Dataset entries
----------------------------------------

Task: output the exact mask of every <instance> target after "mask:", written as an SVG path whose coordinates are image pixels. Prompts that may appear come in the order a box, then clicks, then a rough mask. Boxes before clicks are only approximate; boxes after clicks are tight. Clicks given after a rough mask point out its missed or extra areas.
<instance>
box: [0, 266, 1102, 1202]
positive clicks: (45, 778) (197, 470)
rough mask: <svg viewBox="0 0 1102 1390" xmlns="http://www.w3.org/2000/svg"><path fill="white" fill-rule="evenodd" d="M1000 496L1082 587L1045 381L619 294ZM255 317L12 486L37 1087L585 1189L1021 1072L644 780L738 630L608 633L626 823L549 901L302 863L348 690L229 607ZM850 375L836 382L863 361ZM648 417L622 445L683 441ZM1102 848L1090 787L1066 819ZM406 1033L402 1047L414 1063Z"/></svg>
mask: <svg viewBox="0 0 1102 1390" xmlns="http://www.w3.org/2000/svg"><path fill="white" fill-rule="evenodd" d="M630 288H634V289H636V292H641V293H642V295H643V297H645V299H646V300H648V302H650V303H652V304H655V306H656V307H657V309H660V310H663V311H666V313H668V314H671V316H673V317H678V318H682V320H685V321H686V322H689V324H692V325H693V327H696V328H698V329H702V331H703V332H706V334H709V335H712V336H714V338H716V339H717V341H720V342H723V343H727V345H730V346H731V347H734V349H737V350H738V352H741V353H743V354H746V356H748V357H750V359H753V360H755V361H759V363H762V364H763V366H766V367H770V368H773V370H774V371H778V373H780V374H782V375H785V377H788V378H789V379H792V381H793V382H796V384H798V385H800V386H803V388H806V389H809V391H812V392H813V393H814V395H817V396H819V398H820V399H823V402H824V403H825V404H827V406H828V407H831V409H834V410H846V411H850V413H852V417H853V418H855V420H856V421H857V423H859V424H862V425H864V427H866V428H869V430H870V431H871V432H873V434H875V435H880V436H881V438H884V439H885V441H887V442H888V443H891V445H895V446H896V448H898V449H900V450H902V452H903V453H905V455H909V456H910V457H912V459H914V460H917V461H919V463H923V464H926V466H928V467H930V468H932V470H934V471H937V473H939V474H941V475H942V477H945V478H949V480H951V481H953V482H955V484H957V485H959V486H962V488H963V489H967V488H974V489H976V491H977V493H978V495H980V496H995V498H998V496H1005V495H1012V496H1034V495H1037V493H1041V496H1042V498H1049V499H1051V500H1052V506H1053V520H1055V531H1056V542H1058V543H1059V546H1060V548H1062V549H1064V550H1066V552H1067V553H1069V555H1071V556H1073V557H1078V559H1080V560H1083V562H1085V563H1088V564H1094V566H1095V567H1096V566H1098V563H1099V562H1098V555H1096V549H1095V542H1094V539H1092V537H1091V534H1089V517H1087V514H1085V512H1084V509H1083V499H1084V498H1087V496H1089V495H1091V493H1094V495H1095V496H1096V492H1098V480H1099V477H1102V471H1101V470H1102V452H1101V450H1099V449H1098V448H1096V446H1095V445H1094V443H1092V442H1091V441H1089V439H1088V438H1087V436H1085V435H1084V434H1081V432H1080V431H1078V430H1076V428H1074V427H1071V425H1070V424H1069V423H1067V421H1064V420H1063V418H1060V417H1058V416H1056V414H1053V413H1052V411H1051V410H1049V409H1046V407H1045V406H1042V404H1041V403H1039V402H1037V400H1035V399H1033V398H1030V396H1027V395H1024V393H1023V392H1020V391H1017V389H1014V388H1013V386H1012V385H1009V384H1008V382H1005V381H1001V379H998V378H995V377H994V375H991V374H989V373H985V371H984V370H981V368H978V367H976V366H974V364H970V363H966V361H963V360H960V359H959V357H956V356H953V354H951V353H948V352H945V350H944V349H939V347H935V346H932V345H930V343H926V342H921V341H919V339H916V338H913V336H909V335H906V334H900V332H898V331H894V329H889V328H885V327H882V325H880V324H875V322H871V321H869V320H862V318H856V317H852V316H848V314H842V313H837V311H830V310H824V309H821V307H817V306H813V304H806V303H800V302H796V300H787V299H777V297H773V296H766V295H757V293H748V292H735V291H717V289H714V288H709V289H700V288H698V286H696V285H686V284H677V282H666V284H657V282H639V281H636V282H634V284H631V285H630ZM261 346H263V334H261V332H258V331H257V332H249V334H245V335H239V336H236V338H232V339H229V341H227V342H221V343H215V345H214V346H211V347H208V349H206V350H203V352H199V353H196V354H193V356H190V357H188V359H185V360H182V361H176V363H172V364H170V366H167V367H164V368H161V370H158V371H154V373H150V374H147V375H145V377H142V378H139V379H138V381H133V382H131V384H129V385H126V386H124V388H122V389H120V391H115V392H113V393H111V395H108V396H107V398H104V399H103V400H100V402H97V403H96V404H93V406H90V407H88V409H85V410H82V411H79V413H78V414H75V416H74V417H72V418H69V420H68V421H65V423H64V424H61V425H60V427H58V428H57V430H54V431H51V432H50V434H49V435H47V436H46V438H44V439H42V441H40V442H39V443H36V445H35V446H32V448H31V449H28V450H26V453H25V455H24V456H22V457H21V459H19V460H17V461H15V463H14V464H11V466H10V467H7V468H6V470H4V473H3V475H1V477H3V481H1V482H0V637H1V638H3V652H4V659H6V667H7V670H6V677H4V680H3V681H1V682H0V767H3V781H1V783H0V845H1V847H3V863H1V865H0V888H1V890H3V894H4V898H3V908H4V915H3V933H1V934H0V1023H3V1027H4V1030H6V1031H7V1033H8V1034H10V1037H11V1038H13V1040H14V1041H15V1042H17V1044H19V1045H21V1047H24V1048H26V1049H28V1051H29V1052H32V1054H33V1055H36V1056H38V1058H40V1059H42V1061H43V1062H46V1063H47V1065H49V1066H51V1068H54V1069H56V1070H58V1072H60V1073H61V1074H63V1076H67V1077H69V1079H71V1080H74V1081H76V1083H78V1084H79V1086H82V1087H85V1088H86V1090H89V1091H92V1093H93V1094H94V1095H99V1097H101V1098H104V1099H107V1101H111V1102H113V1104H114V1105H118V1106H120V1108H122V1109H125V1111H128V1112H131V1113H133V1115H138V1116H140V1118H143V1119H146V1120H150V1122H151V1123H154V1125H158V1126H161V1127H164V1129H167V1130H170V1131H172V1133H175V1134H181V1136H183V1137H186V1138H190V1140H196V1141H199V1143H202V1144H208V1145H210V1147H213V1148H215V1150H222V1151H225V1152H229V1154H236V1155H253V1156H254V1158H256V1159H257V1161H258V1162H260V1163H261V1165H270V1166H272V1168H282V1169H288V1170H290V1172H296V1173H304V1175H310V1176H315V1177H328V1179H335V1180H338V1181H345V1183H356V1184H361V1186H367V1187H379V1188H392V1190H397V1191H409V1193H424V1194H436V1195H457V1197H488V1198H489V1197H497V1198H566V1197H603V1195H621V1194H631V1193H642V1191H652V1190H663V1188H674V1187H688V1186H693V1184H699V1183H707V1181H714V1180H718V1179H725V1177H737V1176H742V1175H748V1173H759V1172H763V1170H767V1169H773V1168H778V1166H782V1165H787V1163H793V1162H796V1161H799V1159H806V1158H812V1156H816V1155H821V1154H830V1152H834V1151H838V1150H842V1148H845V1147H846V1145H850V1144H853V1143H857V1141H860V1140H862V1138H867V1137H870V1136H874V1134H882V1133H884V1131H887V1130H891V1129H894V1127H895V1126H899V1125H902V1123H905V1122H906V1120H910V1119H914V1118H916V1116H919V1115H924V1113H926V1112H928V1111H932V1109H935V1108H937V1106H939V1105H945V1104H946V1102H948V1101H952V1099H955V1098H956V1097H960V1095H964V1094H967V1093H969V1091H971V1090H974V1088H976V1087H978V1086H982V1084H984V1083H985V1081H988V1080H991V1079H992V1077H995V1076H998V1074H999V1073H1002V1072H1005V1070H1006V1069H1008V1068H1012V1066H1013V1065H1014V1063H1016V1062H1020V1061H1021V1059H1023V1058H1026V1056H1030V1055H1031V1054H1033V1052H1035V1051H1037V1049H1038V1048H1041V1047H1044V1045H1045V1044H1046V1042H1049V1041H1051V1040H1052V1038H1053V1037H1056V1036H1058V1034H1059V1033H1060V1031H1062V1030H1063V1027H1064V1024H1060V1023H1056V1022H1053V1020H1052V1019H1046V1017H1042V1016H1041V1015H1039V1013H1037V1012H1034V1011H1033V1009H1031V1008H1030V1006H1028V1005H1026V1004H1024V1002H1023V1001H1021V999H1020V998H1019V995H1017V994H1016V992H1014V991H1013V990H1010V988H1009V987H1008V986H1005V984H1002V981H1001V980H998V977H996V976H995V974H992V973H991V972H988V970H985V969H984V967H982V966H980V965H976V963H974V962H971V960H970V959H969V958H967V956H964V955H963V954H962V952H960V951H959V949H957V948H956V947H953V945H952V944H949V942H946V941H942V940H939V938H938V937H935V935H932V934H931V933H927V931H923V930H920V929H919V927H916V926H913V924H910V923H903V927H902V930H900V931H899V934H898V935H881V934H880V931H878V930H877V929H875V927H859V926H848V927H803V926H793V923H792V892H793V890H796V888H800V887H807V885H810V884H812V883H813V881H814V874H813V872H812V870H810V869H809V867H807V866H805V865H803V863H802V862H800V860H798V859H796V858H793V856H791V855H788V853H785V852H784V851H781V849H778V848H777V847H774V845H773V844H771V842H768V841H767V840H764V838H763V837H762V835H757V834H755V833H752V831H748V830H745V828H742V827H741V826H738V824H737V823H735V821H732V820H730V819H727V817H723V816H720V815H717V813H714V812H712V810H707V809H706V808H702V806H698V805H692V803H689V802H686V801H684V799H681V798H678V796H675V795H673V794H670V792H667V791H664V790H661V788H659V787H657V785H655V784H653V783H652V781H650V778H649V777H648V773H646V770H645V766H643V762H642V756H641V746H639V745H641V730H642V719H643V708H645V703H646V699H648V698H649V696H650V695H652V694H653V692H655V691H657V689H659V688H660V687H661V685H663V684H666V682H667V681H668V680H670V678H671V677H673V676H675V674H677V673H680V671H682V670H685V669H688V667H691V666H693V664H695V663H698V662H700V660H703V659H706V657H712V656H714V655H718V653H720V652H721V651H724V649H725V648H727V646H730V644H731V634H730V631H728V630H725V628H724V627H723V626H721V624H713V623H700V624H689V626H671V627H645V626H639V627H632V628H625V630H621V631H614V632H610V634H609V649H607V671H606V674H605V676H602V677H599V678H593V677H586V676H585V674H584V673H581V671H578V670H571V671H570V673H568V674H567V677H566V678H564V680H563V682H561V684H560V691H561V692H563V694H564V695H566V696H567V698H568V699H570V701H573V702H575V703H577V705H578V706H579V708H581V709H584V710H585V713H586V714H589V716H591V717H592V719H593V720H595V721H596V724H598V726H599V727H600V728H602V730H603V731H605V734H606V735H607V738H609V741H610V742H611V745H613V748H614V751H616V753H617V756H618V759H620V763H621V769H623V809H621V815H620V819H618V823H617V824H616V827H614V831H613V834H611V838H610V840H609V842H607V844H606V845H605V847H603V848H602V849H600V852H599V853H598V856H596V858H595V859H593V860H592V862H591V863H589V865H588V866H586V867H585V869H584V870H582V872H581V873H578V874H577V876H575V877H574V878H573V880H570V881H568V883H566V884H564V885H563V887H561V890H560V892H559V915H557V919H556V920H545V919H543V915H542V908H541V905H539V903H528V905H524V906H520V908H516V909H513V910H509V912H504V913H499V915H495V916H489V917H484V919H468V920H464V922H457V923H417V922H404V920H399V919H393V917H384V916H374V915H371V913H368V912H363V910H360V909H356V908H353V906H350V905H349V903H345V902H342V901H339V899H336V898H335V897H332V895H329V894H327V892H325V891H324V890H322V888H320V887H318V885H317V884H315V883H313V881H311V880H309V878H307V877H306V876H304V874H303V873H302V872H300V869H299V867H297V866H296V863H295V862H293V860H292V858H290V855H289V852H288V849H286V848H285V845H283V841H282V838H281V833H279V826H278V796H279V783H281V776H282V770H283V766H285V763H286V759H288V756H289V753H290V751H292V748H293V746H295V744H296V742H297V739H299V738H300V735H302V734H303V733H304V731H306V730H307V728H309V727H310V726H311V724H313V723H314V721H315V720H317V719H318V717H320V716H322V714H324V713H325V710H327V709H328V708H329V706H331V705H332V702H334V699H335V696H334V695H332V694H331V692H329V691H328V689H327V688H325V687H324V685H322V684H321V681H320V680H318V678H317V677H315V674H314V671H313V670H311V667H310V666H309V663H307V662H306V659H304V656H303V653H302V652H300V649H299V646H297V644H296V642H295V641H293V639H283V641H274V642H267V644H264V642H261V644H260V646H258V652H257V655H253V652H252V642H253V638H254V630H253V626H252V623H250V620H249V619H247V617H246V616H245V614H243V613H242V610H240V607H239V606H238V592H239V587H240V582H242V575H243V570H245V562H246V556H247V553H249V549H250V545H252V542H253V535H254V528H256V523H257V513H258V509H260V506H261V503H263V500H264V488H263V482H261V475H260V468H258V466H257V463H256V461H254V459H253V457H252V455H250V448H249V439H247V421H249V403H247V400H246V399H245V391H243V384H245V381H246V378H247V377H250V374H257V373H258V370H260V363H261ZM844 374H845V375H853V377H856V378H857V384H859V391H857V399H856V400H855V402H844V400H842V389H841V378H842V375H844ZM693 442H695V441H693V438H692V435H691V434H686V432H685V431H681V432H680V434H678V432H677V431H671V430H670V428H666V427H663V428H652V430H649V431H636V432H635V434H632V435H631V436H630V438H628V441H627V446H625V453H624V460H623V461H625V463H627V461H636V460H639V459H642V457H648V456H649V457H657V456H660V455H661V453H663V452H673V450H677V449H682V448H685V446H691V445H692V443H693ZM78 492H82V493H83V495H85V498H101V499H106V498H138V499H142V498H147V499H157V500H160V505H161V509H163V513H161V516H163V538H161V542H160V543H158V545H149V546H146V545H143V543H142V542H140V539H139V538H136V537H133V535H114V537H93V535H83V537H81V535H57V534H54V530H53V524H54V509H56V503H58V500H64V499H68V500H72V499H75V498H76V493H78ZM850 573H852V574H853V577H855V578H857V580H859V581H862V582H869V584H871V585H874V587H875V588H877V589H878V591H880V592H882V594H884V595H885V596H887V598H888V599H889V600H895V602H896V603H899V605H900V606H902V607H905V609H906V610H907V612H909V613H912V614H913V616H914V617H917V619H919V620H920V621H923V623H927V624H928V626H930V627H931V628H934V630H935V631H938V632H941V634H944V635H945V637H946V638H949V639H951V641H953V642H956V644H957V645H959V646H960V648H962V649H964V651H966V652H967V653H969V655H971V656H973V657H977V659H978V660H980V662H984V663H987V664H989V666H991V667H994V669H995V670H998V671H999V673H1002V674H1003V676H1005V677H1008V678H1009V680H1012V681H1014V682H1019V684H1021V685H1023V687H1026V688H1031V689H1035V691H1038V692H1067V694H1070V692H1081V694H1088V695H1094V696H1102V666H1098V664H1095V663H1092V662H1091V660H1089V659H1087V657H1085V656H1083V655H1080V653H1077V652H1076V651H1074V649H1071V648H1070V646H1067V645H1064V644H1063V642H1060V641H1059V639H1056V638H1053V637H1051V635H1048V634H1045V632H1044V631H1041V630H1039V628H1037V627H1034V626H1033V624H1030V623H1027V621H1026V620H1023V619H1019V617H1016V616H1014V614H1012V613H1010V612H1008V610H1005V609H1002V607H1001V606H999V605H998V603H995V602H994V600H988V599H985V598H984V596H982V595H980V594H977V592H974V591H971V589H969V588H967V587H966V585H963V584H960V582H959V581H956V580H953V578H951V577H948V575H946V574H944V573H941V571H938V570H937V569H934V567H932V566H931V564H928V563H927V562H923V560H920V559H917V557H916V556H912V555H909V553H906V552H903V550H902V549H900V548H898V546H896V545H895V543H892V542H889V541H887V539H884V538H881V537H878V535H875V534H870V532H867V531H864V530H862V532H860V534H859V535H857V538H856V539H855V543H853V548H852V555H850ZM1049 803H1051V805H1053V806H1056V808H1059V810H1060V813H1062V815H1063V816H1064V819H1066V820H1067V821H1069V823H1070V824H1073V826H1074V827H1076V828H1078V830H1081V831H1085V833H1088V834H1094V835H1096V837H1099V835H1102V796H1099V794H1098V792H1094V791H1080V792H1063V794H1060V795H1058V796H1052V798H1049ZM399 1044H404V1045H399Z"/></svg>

----------------------------------------

**What the task requires:** The lines of the data, from the first through the one containing "positive clicks: (45, 778) (197, 470)", are to be transcribed exactly.

**Output for this task:**
Task: output the exact mask of every <instance> target after "mask:", written as an SVG path whose coordinates are image pixels. Prompts that may appear come in the order a box, then clicks, then a rough mask. Boxes before clicks are only approximate; boxes after clicks are tight. Clicks given after a rough mask point out its missed or extra areas.
<instance>
box: [0, 266, 1102, 1202]
positive clicks: (45, 778) (197, 470)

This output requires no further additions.